Excerpted records
______________________________

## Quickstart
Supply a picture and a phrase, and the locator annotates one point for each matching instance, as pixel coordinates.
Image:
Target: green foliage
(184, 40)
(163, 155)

______________________________

Task details
Each line from the one containing "Supply a picture" through the end of the material should be restated word for word; leave out every line before it.

Problem solution
Supply a picture and a phrase, and the locator annotates one point for each matching instance, as pixel coordinates.
Image:
Target: green foliage
(184, 40)
(163, 155)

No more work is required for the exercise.